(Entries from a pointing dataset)

* Begin *

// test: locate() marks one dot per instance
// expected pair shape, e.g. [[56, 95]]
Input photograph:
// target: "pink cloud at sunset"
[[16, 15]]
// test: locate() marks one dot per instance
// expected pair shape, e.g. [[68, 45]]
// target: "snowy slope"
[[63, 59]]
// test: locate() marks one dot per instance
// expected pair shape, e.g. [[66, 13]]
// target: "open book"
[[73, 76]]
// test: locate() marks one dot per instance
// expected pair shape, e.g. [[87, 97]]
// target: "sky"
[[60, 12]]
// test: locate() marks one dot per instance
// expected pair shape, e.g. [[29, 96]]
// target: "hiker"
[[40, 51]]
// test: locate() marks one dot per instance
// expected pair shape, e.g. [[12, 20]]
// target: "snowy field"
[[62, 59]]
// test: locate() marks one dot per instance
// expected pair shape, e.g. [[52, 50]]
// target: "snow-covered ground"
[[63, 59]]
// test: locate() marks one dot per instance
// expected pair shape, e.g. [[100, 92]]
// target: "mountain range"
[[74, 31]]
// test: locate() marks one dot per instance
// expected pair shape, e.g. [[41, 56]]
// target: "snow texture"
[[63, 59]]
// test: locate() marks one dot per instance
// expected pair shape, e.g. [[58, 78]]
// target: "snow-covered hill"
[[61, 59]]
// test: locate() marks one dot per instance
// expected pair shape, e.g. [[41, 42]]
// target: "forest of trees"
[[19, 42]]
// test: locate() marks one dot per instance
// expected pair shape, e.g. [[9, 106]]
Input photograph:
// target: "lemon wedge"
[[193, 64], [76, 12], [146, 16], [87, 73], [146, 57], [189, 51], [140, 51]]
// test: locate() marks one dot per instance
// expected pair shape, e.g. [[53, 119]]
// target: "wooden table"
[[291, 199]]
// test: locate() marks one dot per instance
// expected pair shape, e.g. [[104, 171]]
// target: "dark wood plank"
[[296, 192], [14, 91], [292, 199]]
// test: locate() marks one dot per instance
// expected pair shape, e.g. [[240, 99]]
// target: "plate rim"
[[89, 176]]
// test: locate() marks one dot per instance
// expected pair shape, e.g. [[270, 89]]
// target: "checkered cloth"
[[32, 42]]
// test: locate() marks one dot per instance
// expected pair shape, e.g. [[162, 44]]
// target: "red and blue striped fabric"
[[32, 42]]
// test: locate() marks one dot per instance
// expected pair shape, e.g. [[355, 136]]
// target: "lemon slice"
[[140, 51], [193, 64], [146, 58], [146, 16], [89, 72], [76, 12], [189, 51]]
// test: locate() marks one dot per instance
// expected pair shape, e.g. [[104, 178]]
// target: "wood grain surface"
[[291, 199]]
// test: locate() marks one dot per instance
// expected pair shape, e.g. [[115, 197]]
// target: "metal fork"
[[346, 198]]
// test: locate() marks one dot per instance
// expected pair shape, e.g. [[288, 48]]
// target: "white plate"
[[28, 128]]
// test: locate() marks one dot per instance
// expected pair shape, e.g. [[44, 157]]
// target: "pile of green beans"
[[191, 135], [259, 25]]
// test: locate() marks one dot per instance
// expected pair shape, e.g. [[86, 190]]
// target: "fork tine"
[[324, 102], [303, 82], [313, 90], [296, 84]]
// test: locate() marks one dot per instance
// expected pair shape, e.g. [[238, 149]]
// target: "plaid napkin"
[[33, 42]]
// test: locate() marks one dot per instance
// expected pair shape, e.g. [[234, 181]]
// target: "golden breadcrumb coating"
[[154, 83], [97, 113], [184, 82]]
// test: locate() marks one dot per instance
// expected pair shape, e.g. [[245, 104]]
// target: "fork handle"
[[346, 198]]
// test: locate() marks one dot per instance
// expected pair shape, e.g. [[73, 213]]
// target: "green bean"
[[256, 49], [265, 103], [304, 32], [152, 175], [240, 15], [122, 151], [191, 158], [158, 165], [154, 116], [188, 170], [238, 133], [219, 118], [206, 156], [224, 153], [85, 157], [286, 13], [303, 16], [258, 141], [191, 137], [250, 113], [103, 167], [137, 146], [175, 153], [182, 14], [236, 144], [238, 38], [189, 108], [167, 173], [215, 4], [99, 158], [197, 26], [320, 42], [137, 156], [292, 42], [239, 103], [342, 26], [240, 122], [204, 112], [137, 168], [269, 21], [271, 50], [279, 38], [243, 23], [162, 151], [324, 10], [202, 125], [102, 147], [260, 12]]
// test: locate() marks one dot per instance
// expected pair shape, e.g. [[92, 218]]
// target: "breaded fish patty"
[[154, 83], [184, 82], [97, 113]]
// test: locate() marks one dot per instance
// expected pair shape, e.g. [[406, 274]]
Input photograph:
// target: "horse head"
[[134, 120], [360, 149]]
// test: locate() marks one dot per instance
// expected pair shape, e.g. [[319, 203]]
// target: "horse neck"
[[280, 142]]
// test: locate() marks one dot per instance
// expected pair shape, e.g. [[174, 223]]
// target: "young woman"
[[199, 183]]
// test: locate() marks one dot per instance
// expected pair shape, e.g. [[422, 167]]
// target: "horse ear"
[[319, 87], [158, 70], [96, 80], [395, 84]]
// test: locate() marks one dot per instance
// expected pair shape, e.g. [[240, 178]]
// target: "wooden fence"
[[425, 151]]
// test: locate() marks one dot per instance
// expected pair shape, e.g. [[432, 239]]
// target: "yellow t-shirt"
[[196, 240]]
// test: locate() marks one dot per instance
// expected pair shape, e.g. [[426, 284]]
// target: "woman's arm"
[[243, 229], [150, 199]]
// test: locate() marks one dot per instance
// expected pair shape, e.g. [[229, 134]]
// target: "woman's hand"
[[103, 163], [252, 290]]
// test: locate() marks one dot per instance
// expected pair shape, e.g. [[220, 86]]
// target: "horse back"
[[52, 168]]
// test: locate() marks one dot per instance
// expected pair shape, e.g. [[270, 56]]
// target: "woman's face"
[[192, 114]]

* End *

Your task — Please list every line of the listing above that contains the string "plate", matching case.

Problem solution —
// target: "plate rim"
// target: "white plate"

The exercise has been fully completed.